Saved dataset items
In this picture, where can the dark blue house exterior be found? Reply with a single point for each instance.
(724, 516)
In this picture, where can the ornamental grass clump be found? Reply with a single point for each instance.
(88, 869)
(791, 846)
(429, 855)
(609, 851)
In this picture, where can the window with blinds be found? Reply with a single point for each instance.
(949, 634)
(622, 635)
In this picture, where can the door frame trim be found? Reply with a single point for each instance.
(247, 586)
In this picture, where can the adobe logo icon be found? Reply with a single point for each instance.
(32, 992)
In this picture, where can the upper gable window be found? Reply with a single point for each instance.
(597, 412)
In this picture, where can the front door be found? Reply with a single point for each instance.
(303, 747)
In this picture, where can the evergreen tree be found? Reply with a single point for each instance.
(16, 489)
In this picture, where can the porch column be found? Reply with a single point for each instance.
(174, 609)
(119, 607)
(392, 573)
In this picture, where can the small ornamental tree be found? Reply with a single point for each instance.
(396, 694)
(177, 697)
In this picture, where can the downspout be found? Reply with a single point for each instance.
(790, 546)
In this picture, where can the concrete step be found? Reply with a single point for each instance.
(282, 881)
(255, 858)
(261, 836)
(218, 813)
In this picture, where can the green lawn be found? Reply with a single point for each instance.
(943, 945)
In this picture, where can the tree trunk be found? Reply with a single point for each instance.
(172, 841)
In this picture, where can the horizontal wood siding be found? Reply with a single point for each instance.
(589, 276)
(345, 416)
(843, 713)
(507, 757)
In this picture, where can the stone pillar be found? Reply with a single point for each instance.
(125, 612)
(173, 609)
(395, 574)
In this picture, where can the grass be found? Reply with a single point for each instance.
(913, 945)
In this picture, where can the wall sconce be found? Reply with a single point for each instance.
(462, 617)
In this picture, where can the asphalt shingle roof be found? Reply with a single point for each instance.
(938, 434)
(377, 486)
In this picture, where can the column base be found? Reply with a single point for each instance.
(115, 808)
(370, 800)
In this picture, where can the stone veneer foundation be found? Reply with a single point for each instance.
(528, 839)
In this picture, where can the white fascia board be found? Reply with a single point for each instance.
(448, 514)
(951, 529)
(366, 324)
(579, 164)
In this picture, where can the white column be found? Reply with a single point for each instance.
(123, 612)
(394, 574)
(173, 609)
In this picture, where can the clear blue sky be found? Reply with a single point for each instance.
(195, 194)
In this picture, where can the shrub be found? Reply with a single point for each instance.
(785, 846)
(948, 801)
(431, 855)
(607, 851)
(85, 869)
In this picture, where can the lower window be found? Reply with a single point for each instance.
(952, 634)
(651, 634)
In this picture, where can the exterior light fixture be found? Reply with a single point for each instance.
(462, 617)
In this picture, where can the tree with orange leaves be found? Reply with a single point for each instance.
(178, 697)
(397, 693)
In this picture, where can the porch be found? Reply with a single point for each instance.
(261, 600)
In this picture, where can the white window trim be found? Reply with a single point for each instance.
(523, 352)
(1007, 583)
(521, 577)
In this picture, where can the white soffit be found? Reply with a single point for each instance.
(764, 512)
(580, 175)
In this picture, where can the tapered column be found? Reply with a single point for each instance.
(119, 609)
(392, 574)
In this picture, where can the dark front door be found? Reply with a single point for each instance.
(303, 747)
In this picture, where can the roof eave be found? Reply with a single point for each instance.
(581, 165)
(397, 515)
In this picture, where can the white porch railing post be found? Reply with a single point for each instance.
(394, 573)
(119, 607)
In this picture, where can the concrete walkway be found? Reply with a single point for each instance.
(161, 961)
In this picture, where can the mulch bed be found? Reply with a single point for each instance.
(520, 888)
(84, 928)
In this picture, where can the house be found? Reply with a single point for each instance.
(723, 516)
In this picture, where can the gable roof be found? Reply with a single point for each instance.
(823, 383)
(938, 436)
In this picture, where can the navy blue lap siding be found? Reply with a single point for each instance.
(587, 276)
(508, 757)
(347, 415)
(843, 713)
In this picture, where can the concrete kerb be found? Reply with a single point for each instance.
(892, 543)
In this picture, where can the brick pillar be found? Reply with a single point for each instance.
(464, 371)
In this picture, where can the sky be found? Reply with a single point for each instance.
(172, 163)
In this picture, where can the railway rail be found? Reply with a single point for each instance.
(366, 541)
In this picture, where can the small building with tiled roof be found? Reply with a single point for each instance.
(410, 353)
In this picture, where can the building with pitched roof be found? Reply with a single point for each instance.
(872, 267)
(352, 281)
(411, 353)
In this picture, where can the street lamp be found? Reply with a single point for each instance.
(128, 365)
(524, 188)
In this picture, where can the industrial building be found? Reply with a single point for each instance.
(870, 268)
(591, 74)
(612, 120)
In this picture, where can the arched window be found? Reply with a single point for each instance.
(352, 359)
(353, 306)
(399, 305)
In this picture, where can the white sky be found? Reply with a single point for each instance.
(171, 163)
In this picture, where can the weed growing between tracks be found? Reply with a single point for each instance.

## WHAT THE EXERCISE ASKS
Present the lines above, from the one containing "In this picture, where can the brick" through the last line, as a Markdown table with the columns Row and Text, numbering each row and skipping blank lines.

## FINISHED EXERCISE
| Row | Text |
|---|---|
| 1 | In this picture, where can the brick pillar be found? Reply with a single point for each instance. |
| 2 | (464, 371) |
| 3 | In this picture, where can the sky be found? Reply with a single point for each instance. |
| 4 | (172, 163) |
| 5 | In this picture, where can the railway rail be found? Reply with a single point for each instance. |
| 6 | (366, 541) |
| 7 | In this picture, where can the small building with tiled roof be found? Reply with a single point for each instance. |
| 8 | (410, 353) |
| 9 | In this picture, where can the building with pitched roof be found? Reply with a single point for each instance. |
| 10 | (872, 267) |
| 11 | (352, 281) |
| 12 | (411, 353) |
| 13 | In this picture, where can the street lamp be found? Reply with a single point for each instance. |
| 14 | (128, 365) |
| 15 | (524, 188) |
| 16 | In this picture, where can the industrial building be found? Reply with a single point for each instance. |
| 17 | (870, 268) |
| 18 | (591, 74) |
| 19 | (612, 120) |
| 20 | In this picture, where can the arched window be found? Reply with a single point for each instance. |
| 21 | (352, 359) |
| 22 | (353, 306) |
| 23 | (399, 305) |
| 24 | In this picture, where can the white sky be found? Reply with a single point for each instance. |
| 25 | (171, 163) |
| 26 | In this picture, where can the weed growing between tracks be found? Reply with a single point for each instance. |